** Information provided follows **
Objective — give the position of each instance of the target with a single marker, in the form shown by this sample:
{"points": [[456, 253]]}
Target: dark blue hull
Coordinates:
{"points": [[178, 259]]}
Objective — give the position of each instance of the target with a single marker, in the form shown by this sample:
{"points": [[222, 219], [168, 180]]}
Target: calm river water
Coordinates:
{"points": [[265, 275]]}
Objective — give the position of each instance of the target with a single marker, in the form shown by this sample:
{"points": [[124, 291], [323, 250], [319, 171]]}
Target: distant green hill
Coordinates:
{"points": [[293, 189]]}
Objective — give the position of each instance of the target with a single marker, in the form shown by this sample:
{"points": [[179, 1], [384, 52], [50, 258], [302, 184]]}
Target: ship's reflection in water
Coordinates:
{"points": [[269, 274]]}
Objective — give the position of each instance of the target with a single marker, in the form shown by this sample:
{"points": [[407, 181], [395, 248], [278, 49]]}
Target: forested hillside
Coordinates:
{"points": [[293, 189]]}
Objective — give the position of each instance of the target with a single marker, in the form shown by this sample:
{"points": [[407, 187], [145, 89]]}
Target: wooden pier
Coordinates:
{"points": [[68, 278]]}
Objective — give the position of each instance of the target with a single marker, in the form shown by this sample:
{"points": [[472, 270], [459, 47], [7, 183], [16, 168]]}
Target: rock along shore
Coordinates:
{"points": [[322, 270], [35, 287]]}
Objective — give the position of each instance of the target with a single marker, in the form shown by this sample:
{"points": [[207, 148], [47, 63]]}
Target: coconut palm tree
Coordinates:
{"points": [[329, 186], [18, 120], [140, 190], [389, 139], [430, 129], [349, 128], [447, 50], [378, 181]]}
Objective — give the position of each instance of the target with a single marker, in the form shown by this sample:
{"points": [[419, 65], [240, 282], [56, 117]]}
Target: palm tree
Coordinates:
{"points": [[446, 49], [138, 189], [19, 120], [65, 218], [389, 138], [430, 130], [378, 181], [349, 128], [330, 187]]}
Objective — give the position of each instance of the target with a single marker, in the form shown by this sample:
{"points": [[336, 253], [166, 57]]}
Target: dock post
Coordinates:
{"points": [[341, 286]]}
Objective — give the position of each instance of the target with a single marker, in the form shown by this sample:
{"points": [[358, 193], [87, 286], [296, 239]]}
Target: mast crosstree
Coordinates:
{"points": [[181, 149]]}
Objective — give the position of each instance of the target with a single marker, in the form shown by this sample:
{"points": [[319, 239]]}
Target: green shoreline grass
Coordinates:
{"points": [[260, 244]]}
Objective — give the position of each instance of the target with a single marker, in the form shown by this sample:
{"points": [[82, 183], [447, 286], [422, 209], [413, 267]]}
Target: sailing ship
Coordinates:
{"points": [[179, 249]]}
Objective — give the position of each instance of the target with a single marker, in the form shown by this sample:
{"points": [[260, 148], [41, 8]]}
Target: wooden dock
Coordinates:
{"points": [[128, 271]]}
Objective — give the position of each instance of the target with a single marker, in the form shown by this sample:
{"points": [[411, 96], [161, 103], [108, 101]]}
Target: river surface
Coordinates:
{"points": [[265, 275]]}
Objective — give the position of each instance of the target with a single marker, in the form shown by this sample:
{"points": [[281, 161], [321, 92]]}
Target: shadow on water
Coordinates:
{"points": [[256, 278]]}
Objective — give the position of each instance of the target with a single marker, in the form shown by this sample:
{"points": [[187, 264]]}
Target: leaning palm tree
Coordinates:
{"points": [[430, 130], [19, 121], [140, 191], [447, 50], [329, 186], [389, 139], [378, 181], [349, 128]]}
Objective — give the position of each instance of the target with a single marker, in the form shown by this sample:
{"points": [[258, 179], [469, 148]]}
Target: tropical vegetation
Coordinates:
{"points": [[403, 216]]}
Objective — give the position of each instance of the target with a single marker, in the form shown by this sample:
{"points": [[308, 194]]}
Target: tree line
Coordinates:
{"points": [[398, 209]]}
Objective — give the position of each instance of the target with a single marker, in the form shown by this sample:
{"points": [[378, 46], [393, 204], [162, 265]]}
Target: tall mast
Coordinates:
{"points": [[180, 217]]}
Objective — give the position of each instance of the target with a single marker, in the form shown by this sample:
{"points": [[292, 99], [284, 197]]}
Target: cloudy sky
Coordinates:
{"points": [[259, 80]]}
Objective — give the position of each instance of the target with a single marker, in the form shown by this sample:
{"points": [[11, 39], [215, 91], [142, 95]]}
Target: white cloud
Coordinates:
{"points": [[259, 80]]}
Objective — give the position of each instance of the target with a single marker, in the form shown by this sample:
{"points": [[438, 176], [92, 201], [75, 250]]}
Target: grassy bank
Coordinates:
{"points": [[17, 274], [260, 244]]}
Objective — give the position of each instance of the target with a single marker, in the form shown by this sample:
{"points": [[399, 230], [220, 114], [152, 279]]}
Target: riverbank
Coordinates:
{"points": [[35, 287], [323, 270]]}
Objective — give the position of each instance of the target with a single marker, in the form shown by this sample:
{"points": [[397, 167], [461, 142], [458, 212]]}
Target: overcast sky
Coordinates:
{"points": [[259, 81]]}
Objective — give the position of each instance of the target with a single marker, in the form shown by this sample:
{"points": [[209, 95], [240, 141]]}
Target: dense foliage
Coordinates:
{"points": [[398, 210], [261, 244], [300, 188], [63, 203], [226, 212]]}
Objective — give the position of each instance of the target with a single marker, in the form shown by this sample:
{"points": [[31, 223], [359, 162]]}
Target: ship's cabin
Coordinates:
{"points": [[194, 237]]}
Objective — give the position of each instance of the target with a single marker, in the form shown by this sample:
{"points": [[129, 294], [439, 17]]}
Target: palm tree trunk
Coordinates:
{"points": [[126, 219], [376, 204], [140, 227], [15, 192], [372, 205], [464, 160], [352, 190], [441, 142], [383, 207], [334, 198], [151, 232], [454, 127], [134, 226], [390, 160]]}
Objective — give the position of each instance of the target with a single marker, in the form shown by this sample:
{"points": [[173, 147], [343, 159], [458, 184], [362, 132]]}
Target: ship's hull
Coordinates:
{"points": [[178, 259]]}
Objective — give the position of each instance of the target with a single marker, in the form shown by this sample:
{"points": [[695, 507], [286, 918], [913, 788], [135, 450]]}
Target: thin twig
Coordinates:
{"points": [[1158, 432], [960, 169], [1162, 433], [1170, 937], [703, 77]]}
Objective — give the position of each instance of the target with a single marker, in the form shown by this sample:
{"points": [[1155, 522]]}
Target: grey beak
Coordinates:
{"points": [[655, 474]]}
** End of Information provided **
When a line in the entries above holds the word "palm", add it to the count, then state only the count.

- _Problem solution_
4